◆ Page text:
Black college national co-champion
- Conference: Independent
- Head coach: Jubie Bragg (1st season);
- Home stadium: Silsby Athletic Field

= 1920 Talladega football team =

American college football season

The 1920 Talladega football team was an American football team that represented the Talladega College during the 1920 college football season. The team was led by head coach Jubie Bragg.

Talladega concluded an undefeated season on November 25 with a 28–0 victory over the previously unbeaten team from Tuskegee Institute. The Talladega newspaper reported: "A large crowd saw the game. Many negroes from nearby cities were here for the contest." The Birmingham News reported: "It was the good old American game of football with the ambulance kept near to waft away the victimes. The championship for Talladega hung upon this game, and no wonder it had all the thrills of a 'bull fight.'"

The team's key players included right halfback C. Cox, center S. Coles from Talladega, right end "Nap" Rivers from Mobile, and quarterback "Skeats" Gordon from Cave Springs, Georgia.

◆ Information given:

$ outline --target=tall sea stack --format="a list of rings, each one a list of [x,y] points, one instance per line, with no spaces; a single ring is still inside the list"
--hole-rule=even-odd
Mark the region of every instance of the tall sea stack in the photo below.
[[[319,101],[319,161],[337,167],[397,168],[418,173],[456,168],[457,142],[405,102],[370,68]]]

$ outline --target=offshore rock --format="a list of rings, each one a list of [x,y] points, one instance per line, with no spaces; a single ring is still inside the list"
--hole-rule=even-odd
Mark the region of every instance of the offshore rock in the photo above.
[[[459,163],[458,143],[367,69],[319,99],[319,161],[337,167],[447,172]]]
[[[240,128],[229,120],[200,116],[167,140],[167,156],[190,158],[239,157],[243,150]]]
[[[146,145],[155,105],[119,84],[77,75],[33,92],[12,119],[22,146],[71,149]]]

◆ Objectives:
A: In the football team text, whom did Talladega beat 28–0 on November 25?
B: Reproduce all of the rows with every "photo" replaced by "image" and nothing else changed.
The football text and the rows have no connection to each other.

◆ Worked solutions:
A: The previously unbeaten team from Tuskegee Institute.

B:
$ outline --target=tall sea stack --format="a list of rings, each one a list of [x,y] points, one instance per line, with no spaces; a single ring is still inside the list"
--hole-rule=even-odd
Mark the region of every instance of the tall sea stack in the image below.
[[[319,101],[319,161],[337,167],[397,168],[418,173],[456,168],[457,142],[405,102],[370,68]]]

$ outline --target=offshore rock --format="a list of rings, each one a list of [x,y] points, one instance per line, with no spaces; a single ring is still inside the list"
--hole-rule=even-odd
Mark the region of every instance of the offshore rock in the image above.
[[[459,163],[458,143],[367,69],[319,99],[319,161],[337,167],[447,172]]]
[[[240,128],[229,120],[200,116],[167,140],[167,156],[190,158],[239,157],[243,150]]]
[[[146,145],[155,105],[119,84],[77,75],[33,92],[12,119],[22,146],[71,149]]]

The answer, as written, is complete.